Object position labeling entries:
◆ ◆ ◆ ◆ ◆

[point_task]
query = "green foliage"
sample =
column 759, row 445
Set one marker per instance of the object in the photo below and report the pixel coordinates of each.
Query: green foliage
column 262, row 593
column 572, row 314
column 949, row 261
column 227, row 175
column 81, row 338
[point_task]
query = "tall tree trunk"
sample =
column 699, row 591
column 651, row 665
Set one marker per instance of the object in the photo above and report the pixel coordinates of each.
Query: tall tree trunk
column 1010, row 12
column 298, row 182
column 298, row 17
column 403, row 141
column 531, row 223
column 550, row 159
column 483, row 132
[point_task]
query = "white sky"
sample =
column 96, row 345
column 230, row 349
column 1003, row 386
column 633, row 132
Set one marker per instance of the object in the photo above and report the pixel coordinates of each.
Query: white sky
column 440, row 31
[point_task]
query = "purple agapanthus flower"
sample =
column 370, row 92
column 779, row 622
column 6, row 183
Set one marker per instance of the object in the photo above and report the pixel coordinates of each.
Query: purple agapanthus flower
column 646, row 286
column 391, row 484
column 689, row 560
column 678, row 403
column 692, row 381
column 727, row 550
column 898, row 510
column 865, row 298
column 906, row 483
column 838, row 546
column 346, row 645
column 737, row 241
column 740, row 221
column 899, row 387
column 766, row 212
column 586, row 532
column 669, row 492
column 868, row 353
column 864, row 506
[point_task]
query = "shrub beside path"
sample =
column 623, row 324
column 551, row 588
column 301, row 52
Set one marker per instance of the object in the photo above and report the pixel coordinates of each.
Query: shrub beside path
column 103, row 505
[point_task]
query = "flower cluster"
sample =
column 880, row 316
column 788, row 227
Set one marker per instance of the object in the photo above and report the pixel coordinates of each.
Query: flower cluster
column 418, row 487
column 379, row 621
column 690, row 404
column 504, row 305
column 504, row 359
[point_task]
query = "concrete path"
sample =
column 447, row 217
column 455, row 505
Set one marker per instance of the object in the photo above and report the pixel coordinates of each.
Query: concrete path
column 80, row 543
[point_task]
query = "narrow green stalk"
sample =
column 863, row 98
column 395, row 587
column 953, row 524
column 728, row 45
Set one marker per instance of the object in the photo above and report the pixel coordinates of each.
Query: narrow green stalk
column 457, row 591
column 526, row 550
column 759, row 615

◆ ◆ ◆ ◆ ◆

TASK DIRECTIONS.
Reproduce all of the entries, substituting "pin" for each occurrence of "marker" and keeping everything else the same.

SOLUTION FOR THIS EXERCISE.
[point_task]
query = "green foliage"
sample =
column 759, row 445
Set one pin per instance of the object in the photo below and report the pixel coordinates of each.
Query: green foliage
column 262, row 593
column 572, row 314
column 949, row 261
column 227, row 175
column 81, row 338
[point_task]
query = "tall tree trunk"
sample =
column 699, row 591
column 651, row 665
Set one pin per instance of the object in the photo above and report the pixel coordinates of each.
Query: tall tree trunk
column 1010, row 12
column 298, row 182
column 298, row 17
column 403, row 141
column 531, row 223
column 550, row 159
column 483, row 132
[point_task]
query = "white sky"
sample =
column 96, row 345
column 230, row 349
column 1003, row 386
column 633, row 132
Set one pin per instance of the object in the photo above and report the pixel coordinates of each.
Query: white sky
column 440, row 31
[point_task]
query = "purple agapanthus flower"
sample =
column 370, row 92
column 779, row 622
column 6, row 183
Set one pin per instance of the object in the photo above and report the pixel coordinates of each.
Query: purple agapanthus flower
column 646, row 286
column 391, row 484
column 689, row 560
column 678, row 403
column 692, row 381
column 727, row 550
column 898, row 510
column 865, row 298
column 906, row 483
column 838, row 546
column 346, row 645
column 737, row 241
column 740, row 221
column 899, row 387
column 766, row 212
column 586, row 532
column 669, row 492
column 868, row 353
column 864, row 506
[point_task]
query = "shrub beside path"
sample =
column 623, row 324
column 551, row 588
column 301, row 52
Set one pin per instance of the object in the photo above and report the pixel coordinates of each.
Query: shrub beside path
column 103, row 505
[point_task]
query = "flower cluster"
sample =
column 880, row 316
column 788, row 227
Set one pin per instance of the object in the photo above and report the pixel coordinates of each.
Query: flower cluster
column 418, row 487
column 379, row 621
column 690, row 404
column 504, row 305
column 504, row 359
[point_task]
query = "concrete path"
sample =
column 447, row 217
column 455, row 505
Set one pin per instance of the object in the photo above and report the pixel coordinates of each.
Query: concrete path
column 80, row 543
[point_task]
query = "narrow green stalk"
sample =
column 863, row 98
column 395, row 587
column 953, row 524
column 728, row 45
Set one pin per instance of the object in the photo above and report the pixel coordinates of each.
Query: narrow green stalk
column 457, row 591
column 526, row 550
column 759, row 615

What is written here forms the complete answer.